DATASET RECORDS:
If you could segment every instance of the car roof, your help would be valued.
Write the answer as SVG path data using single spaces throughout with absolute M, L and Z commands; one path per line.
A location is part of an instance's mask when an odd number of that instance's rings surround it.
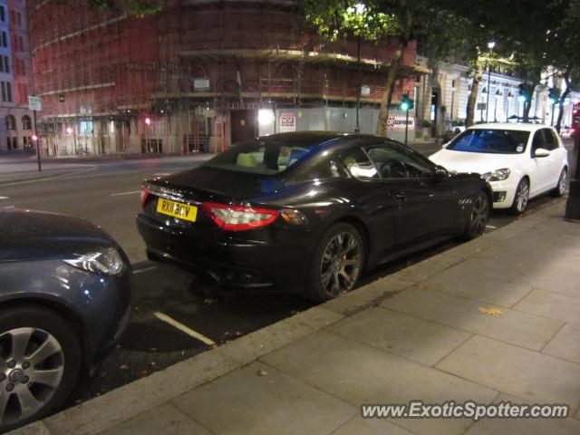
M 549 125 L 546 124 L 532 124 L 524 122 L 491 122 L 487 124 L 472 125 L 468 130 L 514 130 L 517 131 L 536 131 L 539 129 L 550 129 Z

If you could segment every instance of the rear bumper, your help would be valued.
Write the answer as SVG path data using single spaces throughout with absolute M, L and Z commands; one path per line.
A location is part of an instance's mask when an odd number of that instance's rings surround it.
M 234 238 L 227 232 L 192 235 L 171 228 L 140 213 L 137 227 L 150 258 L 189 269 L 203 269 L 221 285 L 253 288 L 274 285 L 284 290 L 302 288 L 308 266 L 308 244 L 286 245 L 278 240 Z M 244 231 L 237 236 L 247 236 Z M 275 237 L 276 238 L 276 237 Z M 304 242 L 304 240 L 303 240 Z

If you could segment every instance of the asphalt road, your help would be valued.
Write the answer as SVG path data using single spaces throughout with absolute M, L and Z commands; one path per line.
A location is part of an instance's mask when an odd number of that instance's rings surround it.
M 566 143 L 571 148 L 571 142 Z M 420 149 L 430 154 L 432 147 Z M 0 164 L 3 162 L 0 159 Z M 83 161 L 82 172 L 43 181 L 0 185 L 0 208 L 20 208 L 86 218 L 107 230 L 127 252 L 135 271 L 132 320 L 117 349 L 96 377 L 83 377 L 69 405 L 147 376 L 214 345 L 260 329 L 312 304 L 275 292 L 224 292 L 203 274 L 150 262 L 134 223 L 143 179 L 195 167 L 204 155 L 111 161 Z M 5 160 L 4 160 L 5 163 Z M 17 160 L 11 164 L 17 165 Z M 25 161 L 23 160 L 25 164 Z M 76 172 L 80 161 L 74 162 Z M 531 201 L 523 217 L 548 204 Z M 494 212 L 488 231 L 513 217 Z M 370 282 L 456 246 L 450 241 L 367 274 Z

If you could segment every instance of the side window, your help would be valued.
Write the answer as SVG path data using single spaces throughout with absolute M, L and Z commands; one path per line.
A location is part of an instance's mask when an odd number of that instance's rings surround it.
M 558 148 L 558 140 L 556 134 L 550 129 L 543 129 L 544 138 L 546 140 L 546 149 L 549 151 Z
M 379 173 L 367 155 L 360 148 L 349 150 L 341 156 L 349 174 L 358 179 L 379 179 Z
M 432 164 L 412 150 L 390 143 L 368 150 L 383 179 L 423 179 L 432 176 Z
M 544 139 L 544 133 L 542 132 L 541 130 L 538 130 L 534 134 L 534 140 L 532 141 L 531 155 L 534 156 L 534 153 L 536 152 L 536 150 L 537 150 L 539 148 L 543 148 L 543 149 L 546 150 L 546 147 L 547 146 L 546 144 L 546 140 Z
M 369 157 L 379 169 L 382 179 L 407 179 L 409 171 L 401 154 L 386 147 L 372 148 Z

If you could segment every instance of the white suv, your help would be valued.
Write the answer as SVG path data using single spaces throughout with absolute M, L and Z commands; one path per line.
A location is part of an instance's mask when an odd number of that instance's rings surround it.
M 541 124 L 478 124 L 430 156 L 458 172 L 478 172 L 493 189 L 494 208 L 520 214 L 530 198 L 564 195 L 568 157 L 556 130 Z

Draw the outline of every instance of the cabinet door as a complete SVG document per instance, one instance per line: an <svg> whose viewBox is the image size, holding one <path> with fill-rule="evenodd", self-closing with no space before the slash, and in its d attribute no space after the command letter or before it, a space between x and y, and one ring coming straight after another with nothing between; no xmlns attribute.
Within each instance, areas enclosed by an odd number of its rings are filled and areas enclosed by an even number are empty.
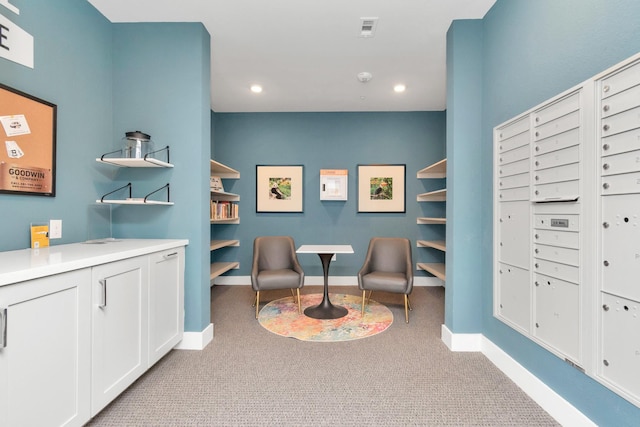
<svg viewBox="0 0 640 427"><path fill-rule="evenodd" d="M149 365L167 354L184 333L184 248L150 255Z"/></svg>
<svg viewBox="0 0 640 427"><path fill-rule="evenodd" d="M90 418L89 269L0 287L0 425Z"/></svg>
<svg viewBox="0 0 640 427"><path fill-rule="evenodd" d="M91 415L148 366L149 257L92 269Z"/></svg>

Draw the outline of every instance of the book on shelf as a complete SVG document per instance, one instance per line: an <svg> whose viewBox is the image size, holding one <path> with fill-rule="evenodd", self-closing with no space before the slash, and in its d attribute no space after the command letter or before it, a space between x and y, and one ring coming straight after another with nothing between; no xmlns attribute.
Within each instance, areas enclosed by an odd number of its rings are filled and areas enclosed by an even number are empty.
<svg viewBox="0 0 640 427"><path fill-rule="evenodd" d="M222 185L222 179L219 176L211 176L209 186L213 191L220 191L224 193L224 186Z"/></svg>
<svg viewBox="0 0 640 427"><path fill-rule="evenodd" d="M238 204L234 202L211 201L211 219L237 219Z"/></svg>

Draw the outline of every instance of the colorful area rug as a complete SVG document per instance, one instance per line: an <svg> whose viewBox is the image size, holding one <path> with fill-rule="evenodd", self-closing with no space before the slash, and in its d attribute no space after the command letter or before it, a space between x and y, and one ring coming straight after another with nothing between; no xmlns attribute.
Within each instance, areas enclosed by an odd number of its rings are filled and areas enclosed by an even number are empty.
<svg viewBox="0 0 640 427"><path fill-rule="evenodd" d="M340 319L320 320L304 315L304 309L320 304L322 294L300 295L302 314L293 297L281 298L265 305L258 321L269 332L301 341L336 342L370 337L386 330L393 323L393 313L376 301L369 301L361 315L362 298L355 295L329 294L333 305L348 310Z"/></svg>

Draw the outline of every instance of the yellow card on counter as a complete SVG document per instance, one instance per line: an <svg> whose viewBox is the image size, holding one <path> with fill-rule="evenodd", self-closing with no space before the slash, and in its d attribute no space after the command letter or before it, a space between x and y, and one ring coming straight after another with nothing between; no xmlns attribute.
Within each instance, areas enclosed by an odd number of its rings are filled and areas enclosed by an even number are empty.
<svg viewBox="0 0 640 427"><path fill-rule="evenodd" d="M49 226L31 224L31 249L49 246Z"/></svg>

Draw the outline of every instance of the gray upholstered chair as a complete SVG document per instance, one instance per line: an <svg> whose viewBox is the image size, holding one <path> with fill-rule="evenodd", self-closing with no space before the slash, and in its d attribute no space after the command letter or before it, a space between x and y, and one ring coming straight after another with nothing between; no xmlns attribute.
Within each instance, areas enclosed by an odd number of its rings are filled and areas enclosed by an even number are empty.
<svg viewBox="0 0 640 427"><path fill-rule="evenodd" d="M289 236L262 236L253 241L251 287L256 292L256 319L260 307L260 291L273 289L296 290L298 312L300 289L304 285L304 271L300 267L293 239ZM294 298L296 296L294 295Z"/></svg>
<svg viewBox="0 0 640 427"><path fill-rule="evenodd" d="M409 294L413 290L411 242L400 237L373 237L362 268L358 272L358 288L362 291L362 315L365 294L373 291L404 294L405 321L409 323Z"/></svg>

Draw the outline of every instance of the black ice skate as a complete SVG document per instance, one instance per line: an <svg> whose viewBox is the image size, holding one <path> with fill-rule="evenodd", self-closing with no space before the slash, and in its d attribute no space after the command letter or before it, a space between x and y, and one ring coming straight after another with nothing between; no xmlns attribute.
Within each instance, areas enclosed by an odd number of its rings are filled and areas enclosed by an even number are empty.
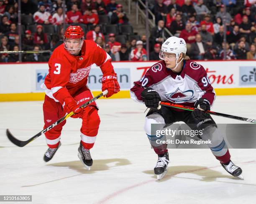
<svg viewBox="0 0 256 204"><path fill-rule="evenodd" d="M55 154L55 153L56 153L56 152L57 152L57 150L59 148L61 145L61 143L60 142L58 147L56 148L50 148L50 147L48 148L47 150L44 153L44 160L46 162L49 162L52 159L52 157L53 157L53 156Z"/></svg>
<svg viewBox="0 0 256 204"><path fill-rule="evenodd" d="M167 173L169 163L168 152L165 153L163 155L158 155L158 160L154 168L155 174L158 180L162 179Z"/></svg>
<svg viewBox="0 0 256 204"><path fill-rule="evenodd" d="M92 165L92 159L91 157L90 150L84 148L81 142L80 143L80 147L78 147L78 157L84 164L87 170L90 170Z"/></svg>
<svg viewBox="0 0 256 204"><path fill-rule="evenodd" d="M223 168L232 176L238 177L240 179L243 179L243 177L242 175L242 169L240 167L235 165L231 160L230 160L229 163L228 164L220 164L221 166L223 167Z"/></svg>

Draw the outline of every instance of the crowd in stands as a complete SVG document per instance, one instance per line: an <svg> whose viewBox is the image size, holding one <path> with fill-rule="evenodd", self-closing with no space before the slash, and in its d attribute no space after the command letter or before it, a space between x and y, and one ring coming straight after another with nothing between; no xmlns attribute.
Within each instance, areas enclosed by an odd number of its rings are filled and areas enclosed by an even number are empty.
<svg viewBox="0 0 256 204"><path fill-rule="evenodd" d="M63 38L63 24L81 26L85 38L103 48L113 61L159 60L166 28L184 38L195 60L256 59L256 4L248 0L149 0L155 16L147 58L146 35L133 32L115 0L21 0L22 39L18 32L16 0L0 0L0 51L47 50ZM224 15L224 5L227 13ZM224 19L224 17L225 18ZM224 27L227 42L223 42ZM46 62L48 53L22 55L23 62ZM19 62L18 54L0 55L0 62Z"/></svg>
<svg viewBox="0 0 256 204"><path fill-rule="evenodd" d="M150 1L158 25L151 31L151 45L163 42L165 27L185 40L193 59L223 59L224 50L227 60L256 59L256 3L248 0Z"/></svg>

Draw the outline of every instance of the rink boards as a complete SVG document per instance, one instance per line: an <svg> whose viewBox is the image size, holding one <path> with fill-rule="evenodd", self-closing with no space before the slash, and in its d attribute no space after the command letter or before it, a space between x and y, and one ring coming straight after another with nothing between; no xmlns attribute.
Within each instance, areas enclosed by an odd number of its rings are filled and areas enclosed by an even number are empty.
---
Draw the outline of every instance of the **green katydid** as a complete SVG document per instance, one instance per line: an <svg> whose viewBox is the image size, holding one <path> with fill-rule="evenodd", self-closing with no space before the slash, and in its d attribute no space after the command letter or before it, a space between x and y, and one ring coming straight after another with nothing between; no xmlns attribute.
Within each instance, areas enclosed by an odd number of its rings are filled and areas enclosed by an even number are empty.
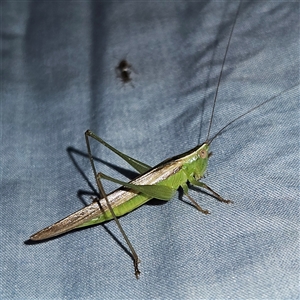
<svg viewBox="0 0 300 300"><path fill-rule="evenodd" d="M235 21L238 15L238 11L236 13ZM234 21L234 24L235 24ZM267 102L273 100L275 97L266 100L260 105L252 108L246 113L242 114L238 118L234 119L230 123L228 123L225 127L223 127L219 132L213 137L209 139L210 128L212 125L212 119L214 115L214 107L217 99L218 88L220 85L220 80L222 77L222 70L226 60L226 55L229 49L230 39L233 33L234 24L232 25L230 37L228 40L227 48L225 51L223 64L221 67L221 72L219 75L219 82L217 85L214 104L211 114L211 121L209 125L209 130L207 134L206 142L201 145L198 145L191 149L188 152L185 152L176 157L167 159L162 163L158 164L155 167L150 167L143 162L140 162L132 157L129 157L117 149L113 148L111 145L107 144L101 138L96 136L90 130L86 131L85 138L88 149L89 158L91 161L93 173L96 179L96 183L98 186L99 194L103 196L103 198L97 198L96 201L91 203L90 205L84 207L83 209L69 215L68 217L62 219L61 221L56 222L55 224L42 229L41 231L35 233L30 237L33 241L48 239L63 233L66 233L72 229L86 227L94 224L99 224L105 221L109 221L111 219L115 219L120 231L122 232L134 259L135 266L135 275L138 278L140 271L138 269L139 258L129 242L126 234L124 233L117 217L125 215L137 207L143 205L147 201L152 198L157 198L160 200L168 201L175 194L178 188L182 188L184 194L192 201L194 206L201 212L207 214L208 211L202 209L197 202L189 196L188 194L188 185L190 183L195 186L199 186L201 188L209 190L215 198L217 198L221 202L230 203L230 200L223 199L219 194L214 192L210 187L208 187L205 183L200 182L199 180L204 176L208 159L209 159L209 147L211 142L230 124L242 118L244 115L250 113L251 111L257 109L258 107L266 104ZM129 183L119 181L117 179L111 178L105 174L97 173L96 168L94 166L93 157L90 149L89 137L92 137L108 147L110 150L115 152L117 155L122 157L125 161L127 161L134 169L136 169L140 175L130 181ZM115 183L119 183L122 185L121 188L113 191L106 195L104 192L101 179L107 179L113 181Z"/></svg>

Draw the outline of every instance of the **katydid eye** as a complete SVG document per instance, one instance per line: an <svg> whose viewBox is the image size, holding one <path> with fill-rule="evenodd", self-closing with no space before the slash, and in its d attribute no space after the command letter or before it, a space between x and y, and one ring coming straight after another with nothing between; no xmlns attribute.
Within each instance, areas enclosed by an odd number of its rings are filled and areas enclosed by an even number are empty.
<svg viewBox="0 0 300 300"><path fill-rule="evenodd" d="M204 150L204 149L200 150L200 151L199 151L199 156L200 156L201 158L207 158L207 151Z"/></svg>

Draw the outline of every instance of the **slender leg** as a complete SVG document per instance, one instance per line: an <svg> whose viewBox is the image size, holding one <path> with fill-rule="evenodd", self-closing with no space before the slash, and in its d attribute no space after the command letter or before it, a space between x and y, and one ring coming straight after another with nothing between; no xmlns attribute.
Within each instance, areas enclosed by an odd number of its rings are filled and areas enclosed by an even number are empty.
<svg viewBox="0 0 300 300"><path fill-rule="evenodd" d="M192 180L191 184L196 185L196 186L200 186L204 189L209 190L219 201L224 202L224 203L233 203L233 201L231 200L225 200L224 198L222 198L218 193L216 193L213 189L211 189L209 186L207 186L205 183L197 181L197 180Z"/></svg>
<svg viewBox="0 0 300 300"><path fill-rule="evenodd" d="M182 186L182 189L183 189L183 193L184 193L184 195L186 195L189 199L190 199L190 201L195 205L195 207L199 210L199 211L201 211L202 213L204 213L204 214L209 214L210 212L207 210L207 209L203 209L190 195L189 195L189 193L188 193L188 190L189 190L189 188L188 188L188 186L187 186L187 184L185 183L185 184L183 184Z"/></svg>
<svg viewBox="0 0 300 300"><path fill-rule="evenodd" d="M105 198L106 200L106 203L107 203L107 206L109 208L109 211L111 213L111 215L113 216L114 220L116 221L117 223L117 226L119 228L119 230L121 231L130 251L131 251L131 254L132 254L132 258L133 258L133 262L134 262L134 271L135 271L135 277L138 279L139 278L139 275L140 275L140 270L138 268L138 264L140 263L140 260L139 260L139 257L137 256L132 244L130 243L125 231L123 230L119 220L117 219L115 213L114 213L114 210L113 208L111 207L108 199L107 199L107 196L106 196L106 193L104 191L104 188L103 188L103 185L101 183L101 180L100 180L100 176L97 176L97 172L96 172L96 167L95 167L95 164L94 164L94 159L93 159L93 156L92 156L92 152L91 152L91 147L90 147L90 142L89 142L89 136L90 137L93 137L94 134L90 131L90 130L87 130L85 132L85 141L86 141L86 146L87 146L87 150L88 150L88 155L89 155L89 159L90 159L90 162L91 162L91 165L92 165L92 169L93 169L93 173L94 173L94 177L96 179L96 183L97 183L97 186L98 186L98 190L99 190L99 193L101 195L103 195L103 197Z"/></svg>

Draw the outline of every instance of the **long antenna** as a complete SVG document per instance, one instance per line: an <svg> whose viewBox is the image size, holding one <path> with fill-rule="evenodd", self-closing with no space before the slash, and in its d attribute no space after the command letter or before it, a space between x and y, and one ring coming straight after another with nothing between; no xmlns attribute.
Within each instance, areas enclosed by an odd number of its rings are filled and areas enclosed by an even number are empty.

AIM OF THE TASK: Reproduce the part of the records that opens with the line containing "If you could segment every instance of the car" and closes with the line containing "M 549 125 L", both lines included, changing "car roof" to "windshield" and keeping everything else the same. Leave out the pictures.

EXERCISE RESPONSE:
If you could segment every instance of the windshield, your help would be valued.
Write the answer as SVG path data using single spaces throughout with absolute M, L and Z commands; one path per line.
A location is part of an instance's mask when an odd number of that instance's rings surround it.
M 549 125 L 546 124 L 532 124 L 524 122 L 491 122 L 487 124 L 472 125 L 468 130 L 514 130 L 517 131 L 536 131 L 539 129 L 550 129 Z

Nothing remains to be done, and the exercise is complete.